Point-per-instance localization data:
******************************
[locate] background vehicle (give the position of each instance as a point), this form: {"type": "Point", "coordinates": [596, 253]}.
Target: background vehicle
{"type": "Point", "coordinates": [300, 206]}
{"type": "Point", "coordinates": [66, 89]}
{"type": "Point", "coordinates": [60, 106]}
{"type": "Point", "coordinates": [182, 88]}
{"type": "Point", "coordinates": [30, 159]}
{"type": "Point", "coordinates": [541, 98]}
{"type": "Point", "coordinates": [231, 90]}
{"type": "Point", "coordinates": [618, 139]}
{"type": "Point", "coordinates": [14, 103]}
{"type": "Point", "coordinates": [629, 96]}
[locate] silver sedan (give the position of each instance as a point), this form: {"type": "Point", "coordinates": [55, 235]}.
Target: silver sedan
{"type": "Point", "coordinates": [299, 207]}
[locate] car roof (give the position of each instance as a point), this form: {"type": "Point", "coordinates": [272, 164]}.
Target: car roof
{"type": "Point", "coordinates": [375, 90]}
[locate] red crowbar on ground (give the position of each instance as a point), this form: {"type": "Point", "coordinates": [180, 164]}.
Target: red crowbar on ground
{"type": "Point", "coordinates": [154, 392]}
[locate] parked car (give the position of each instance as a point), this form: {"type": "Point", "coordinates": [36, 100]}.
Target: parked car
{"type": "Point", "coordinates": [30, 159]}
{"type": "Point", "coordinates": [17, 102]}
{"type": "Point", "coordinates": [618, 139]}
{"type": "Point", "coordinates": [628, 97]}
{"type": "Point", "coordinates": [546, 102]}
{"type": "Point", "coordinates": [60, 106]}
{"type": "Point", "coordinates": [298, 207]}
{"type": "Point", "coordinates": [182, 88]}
******************************
= ABOUT THIS EXERCISE =
Every entry above should be retyped exactly as shown.

= SOLUTION TO THIS EXERCISE =
[locate] background vehicle (give the position of each instance as a point), this form: {"type": "Point", "coordinates": [596, 253]}.
Target: background vehicle
{"type": "Point", "coordinates": [300, 206]}
{"type": "Point", "coordinates": [66, 89]}
{"type": "Point", "coordinates": [60, 106]}
{"type": "Point", "coordinates": [182, 88]}
{"type": "Point", "coordinates": [30, 159]}
{"type": "Point", "coordinates": [541, 98]}
{"type": "Point", "coordinates": [231, 90]}
{"type": "Point", "coordinates": [618, 139]}
{"type": "Point", "coordinates": [14, 103]}
{"type": "Point", "coordinates": [629, 96]}
[locate] silver sedan (give the position of each instance as a point), this form: {"type": "Point", "coordinates": [55, 235]}.
Target: silver sedan
{"type": "Point", "coordinates": [299, 207]}
[locate] car roof (give the position of each instance as a point), this form: {"type": "Point", "coordinates": [272, 164]}.
Target: car roof
{"type": "Point", "coordinates": [375, 90]}
[locate] red crowbar on ground (give the position of each instance as a point), this form: {"type": "Point", "coordinates": [180, 164]}.
Target: red crowbar on ground
{"type": "Point", "coordinates": [154, 392]}
[locate] parked car (give the position of each instance as a point), this form: {"type": "Point", "coordinates": [36, 100]}.
Target: parked car
{"type": "Point", "coordinates": [30, 159]}
{"type": "Point", "coordinates": [17, 102]}
{"type": "Point", "coordinates": [618, 139]}
{"type": "Point", "coordinates": [628, 97]}
{"type": "Point", "coordinates": [546, 102]}
{"type": "Point", "coordinates": [60, 106]}
{"type": "Point", "coordinates": [298, 207]}
{"type": "Point", "coordinates": [182, 88]}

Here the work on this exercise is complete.